## Assignment
Give only the number of lines in the records that contain the word "black".

---

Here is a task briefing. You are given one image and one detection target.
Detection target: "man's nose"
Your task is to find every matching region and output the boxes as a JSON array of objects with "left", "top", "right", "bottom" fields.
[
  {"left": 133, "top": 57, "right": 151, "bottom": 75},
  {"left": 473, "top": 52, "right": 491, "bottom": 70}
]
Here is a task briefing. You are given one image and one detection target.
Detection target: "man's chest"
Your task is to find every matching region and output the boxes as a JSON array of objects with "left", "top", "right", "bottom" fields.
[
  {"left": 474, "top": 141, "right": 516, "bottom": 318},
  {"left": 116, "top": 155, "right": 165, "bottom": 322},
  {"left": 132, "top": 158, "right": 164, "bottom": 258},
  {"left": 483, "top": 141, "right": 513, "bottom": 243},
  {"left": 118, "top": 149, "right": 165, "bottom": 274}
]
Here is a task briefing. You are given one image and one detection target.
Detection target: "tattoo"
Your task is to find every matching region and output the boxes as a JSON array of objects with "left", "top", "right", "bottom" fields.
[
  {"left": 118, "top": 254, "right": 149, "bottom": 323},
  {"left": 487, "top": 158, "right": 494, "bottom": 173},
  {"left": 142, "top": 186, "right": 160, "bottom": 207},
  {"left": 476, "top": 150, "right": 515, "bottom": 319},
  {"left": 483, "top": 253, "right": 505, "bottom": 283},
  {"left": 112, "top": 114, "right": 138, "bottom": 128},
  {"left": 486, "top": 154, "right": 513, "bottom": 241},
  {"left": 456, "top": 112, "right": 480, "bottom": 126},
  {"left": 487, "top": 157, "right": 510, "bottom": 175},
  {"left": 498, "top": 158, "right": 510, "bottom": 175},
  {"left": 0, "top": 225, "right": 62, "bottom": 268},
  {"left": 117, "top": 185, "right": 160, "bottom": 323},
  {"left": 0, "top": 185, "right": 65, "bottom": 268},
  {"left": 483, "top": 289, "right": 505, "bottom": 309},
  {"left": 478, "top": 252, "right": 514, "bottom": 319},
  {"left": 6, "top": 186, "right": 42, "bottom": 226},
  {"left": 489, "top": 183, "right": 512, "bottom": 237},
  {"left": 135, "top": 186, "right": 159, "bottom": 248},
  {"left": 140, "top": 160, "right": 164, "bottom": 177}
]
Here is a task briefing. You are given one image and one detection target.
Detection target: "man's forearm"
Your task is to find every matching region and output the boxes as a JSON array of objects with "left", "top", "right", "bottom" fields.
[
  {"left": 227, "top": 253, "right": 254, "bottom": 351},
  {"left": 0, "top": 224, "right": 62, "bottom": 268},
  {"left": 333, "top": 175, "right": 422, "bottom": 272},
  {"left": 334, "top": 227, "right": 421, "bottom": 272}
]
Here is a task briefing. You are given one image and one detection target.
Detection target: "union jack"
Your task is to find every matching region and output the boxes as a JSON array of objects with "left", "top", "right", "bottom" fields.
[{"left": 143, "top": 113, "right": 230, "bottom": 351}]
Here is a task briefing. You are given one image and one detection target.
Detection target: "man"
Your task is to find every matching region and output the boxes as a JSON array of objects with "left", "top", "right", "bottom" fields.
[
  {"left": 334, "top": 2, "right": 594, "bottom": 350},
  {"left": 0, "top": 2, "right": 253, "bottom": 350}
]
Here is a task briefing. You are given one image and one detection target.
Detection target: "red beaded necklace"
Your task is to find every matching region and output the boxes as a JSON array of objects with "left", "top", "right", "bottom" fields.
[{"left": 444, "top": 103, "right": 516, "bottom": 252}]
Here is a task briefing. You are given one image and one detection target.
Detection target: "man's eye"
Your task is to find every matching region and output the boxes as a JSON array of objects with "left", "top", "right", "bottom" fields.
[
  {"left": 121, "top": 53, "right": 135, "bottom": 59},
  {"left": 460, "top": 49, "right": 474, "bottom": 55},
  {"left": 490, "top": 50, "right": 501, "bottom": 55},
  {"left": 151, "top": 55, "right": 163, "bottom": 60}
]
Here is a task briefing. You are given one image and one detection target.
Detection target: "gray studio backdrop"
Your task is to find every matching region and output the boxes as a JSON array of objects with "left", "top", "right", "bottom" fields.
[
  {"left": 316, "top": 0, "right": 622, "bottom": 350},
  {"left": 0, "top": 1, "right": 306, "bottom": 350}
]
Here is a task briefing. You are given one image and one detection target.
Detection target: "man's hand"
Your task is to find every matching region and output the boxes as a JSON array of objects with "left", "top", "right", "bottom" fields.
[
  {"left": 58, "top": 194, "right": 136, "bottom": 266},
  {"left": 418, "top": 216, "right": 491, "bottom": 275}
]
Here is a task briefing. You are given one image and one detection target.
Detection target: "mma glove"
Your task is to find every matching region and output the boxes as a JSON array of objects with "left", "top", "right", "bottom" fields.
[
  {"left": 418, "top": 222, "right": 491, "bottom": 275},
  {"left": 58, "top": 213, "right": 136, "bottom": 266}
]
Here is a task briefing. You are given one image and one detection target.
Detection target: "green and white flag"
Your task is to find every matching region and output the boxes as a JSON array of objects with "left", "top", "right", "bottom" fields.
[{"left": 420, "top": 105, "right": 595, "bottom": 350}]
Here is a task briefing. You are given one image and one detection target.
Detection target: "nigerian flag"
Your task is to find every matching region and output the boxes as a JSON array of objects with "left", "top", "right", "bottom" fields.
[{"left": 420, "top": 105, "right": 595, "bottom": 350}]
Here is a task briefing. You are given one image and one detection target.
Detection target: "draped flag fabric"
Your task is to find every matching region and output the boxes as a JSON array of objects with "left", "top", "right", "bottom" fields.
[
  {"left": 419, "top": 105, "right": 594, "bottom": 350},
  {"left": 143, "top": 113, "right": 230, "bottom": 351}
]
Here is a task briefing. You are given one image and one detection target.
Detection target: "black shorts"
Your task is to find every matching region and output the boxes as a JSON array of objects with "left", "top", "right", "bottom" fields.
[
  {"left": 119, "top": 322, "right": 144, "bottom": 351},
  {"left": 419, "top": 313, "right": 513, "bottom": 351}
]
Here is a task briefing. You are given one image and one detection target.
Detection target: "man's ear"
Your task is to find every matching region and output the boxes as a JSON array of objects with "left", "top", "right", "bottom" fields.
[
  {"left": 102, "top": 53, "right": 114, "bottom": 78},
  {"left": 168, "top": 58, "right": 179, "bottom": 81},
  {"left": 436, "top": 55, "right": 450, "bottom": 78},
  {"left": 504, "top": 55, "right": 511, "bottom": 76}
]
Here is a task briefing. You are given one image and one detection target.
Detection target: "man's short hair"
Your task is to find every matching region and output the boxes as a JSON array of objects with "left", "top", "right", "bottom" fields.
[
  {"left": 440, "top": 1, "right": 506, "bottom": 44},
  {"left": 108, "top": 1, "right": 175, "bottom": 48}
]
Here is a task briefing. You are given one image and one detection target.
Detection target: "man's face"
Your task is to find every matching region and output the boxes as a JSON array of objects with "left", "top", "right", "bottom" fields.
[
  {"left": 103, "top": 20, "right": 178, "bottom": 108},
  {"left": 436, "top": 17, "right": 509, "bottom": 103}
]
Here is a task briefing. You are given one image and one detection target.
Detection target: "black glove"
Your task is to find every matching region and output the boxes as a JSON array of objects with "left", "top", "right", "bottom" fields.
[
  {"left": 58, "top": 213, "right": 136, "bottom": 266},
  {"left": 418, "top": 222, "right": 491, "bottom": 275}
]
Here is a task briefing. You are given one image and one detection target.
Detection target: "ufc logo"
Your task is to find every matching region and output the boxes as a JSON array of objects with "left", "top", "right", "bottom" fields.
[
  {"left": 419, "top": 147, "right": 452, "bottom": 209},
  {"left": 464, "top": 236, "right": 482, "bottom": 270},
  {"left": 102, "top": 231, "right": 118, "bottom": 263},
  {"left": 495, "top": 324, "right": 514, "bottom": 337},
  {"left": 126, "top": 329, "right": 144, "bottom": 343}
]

---

## Result of this exercise
2